- **Text passage**:
------------------------------------------------------------------------
# Disney's Animal Kingdom views for RCI Exchangers



## Carolyn (Dec 16, 2010)

I just booked a 2 BR that sleeps 8 for June 11-18. We used our HGVC Points thru RCI. I have until 9pm to cancel. They were unable to tell me if it was a Savanna or Standard View or which building it was in. By the way, what is the difference between the 2 views? I was talking to HGVC and not RCI.  They said if I called RCI, they wouldn't be able to see my reservation. As an RCI Exchanger, what can I expect?  She did say it showed a Unit #1302 but I can't find this anywhere on the AKV map.  How far in advance do you call and give them your arriving information? Thanks for any and all information!!


----------



## rickandcindy23 (Dec 16, 2010)

We exchanged into AKL four times and always got a savannah view.  We didn't expect the "upgrade," but we go during slow times of year, so apparently they had savannah view availability.


----------



## Carolyn (Dec 16, 2010)

Thanks Cindy. I'm not sure when school gets out in other parts of the country but would you consider June 11-18 slow season? Also were you able to request a view or bldg?  What is "Standard" View?  I assume you can't see animals but are we talking parking lot? Thanks again.


----------



## bnoble (Dec 16, 2010)

This question just came up in the DVC forum.
http://tugbbs.com/forums/showthread.php?t=136151

The short version: your exchange week is assigned to either Standard or Savannah, it is set at deposit time, and cannot be changed without canceling the exchange and hoping to catch a different deposit.


----------



## spiceycat (Dec 18, 2010)

okay there are 2 separate building - check in/out is in each building.

which do you get?

Jambo house or Kidani village

there are several differences. So which do you get?


----------



## rickandcindy23 (Dec 18, 2010)

I think a good question to ask is this: "Has anyone using an RCI exchange gotten anything but a savannah view?"  

I think Disney is like any other company who doesn't want RCI to have unhappy exchangers.  I know of a few people who feel the $95 fee is outrageous to pay and figure that extra fee should get them something, so when they get the savannah view, they aren't all that grateful.  We are always so grateful for the great views and assume we won't get them.  

After staying at AKL so many times (lucky us), we have decided not to take it again.  We love it, the parking is convenient to the units, but the resort is so far away from Ecpot, MK and HS.  The bus ride is long, and if you are stuck standing up, like we were last time, it's just not comfortable for me at 55 to stand on a bus that long.  I almost fell in the lap of a 30 something guy who was sitting in a seat in front of me.  Would have served him right for not giving up his comfy seat.  :rofl: 

I would have loved a chivalrous gesture from that young man, but apparently most men just don't care if someone's mom is standing up on a bus, as long as he gets a seat.  

Okay, so that was a bit of a rant.


----------



## bnoble (Dec 18, 2010)

Yes.  People have.  That is why I always check first, when I am exchanging through Weeks.
------------------------------------------------------------------------
- **Problem to solve**:
For each statement below, say yes or no to whether it agrees with the forum thread on Animal Kingdom views, and quote the words of the thread that decide it.
1. Carolyn paid for her booking with HGVC Points through RCI.
2. rickandcindy23 exchanged into AKL three times.
3. According to bnoble, the view assigned to an exchange week can be changed without canceling the exchange.

- **Raw data**:
------------------------------------------------------------------------
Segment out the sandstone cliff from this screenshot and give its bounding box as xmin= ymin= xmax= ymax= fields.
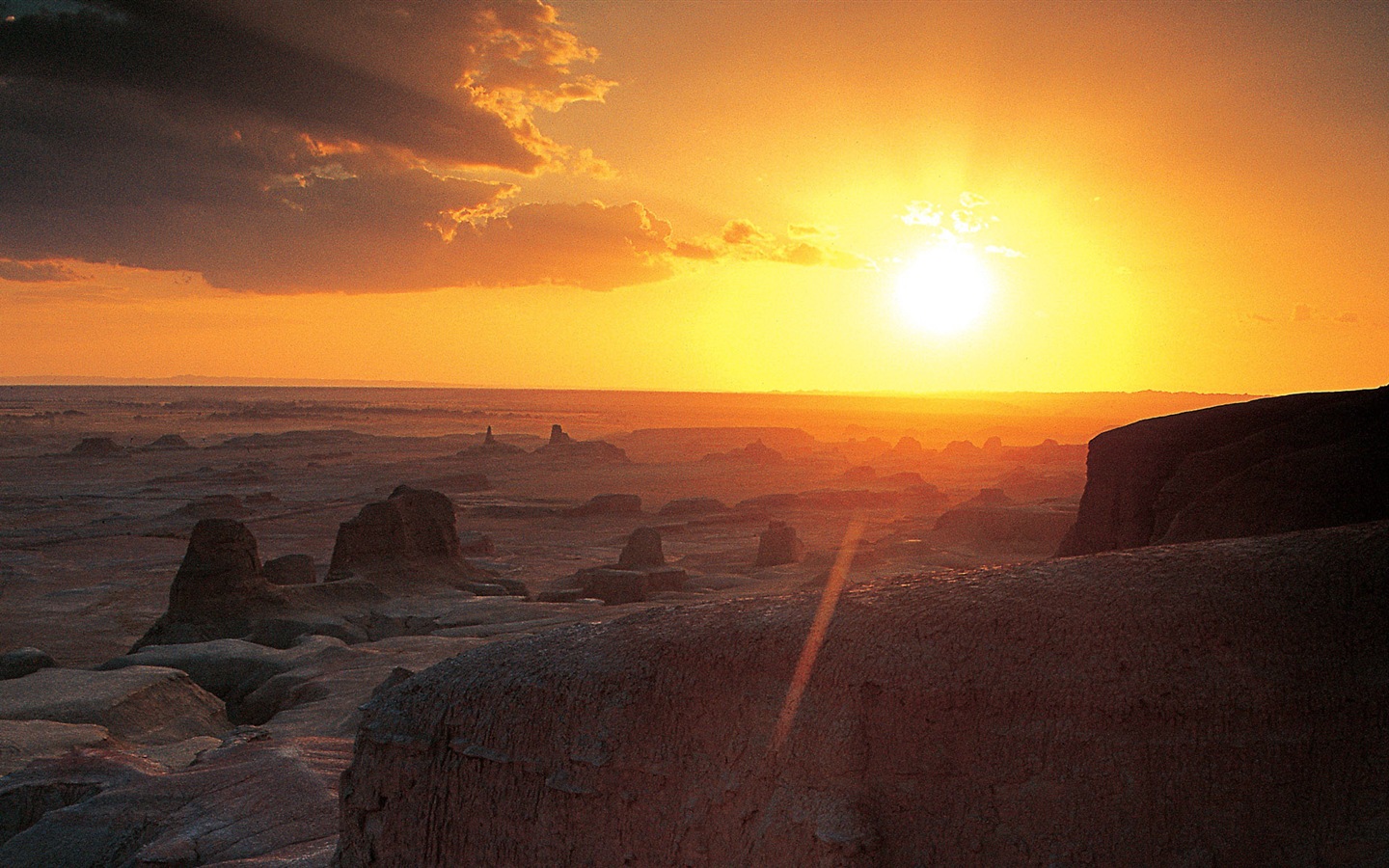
------------------------------------------------------------------------
- **Right answer**:
1. Yes: "We used our HGVC Points thru RCI."
2. No: "We exchanged into AKL four times and always got a savannah view."
3. No: "it is set at deposit time, and cannot be changed without canceling the exchange and hoping to catch a different deposit."